── EXERCISE TEXT ──
The Atkins Diet plan was first published back in 1992 by Dr Robert C Atkins and is probably one of the most well known and controversial diets. Dr Atkins received his medical doctorate from Cornell University Medical School and like a number of other doctors who have formulated diets, was a cardiologist.
The aims of the Atkins Diet are to eventually move you to a diet that you permanently follow which he claims will give you more energy, will retain your weight loss unlike a number of fad diets where you end up putting the weight back on, provides you with weight loss without the need to count those dreaded calories, and most importantly, allows you to live a fulfilling, long, healthy life.
So to be clear, the Atkins Diet plan is a diet for life, not a 1 week, or 1 month or a 1 year diet, it’s permanent.
Dr Atkins claims to transform your stored body fat from being a backup fuel source where you are carrying excess fat that’s not required, to an efficient primary fuel source, resulting in weight loss to give you a healthy body. This occurs by removing bad carbohydrates from your diet – in fact a large number of diets we have reviewed all conclude that by removing bad carbohydrates from your diet, re-balances your blood sugar levels, allowing for weight loss as you will no longer have those sugar cravings and feel hungry very quickly after eating. The difference though is that at the start of the diet, a major amount of carbs are entirely removed from your diet, not just simply replaced by good carbs. Additionally, Atkins does controversially claim that you can eat fat and not to obsess about low fat diets.
───
| EXERCISE |
Retype everything in the Atkins Diet passage from "The aims of" down to "diet, it’s permanent.". You won't need the items after the Atkins Diet passage for any of this work.
── EXCERPTED DATA ──
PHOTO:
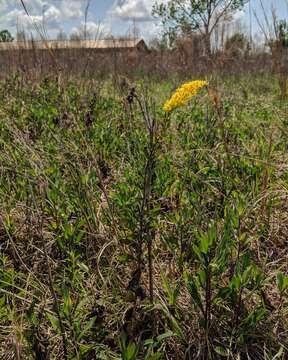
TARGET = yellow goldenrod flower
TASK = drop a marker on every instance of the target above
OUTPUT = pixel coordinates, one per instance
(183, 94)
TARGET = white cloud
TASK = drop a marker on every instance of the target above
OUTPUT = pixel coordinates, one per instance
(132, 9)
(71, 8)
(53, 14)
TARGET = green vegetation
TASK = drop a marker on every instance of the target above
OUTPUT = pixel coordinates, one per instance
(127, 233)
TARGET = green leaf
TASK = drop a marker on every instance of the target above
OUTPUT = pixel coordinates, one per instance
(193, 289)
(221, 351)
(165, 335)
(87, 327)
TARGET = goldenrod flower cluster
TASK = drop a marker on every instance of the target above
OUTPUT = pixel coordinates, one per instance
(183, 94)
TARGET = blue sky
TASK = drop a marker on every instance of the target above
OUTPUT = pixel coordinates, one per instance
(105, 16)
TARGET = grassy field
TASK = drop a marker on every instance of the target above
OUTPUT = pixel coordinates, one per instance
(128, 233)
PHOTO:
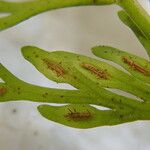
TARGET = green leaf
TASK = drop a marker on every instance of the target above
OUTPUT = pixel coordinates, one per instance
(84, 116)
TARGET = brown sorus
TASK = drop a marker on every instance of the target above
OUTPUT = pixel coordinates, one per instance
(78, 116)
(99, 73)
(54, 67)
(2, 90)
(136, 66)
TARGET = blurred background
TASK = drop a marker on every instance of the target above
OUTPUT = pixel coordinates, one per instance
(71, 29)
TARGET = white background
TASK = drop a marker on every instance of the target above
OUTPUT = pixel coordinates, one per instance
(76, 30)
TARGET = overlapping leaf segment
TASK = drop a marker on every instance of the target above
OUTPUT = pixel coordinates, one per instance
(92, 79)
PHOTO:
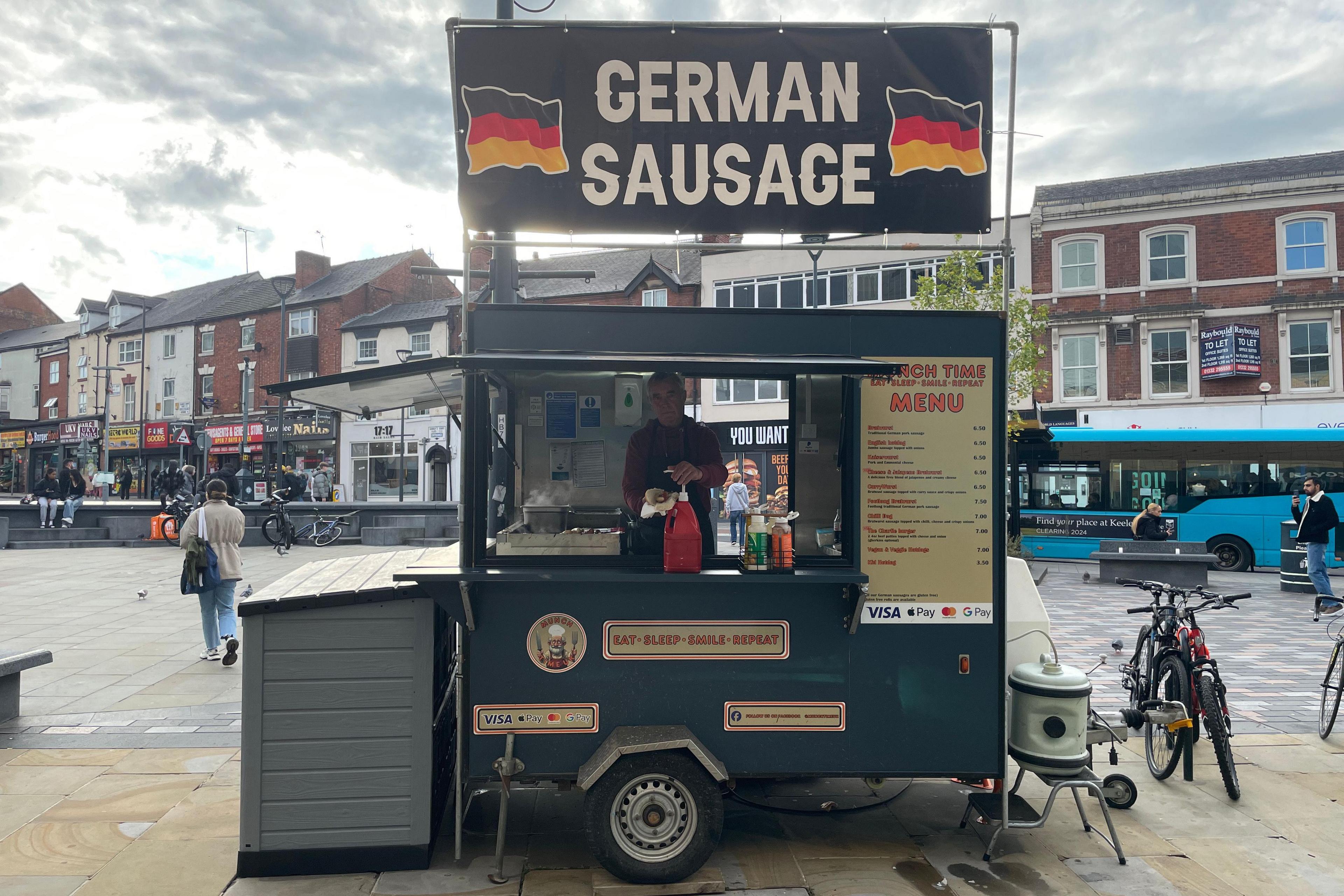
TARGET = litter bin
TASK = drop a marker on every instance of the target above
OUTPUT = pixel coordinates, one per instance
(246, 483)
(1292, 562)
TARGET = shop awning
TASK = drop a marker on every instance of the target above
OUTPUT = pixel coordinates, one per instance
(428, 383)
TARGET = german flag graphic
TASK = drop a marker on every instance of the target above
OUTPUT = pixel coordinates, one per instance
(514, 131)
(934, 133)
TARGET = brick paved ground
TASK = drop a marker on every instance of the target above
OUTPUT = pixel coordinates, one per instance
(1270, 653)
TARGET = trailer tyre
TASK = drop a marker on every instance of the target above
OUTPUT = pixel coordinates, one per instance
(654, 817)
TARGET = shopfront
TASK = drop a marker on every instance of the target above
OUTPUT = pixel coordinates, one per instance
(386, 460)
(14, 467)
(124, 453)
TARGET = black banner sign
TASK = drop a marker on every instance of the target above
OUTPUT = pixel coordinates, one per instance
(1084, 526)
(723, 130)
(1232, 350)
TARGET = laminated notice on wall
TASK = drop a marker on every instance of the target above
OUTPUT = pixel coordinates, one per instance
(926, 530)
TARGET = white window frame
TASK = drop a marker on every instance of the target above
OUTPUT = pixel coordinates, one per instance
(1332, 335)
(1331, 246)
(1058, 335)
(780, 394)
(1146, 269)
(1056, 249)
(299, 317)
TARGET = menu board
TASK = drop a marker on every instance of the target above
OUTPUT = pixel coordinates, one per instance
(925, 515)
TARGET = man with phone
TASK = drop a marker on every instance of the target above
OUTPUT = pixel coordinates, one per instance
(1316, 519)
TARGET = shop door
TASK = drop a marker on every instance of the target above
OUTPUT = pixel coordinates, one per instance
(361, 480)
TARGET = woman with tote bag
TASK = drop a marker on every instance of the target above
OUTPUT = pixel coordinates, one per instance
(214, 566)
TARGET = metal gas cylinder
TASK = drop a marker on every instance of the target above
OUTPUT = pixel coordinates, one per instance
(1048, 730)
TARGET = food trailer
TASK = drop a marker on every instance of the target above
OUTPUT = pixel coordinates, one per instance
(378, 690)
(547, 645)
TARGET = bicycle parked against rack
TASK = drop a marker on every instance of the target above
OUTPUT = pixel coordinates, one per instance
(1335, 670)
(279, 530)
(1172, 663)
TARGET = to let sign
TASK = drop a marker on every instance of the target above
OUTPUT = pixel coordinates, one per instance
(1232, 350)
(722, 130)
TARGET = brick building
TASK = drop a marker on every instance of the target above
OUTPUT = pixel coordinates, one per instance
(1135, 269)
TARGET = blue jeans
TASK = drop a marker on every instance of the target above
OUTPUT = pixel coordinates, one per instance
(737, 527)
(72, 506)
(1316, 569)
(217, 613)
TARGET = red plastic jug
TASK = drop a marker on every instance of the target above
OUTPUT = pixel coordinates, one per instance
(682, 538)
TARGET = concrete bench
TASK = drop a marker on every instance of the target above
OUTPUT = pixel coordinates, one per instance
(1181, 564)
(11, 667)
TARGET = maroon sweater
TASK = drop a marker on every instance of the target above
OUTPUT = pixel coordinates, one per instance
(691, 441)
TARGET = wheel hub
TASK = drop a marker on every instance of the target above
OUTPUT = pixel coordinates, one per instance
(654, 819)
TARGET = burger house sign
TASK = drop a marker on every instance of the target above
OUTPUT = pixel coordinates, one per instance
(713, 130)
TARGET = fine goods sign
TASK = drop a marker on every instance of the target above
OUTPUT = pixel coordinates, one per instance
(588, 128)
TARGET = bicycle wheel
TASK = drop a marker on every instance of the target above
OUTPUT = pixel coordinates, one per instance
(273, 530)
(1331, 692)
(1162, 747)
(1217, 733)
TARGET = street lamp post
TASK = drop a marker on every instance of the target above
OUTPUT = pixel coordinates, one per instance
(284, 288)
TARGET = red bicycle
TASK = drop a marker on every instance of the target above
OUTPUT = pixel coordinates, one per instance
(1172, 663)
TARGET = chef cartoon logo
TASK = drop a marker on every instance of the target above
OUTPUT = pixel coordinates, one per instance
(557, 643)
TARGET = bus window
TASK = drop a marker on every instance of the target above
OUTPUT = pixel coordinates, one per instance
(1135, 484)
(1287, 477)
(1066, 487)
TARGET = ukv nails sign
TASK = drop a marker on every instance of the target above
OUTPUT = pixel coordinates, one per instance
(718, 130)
───
| EXERCISE OUTPUT |
The aims of the Atkins Diet are to eventually move you to a diet that you permanently follow which he claims will give you more energy, will retain your weight loss unlike a number of fad diets where you end up putting the weight back on, provides you with weight loss without the need to count those dreaded calories, and most importantly, allows you to live a fulfilling, long, healthy life.
So to be clear, the Atkins Diet plan is a diet for life, not a 1 week, or 1 month or a 1 year diet, it’s permanent.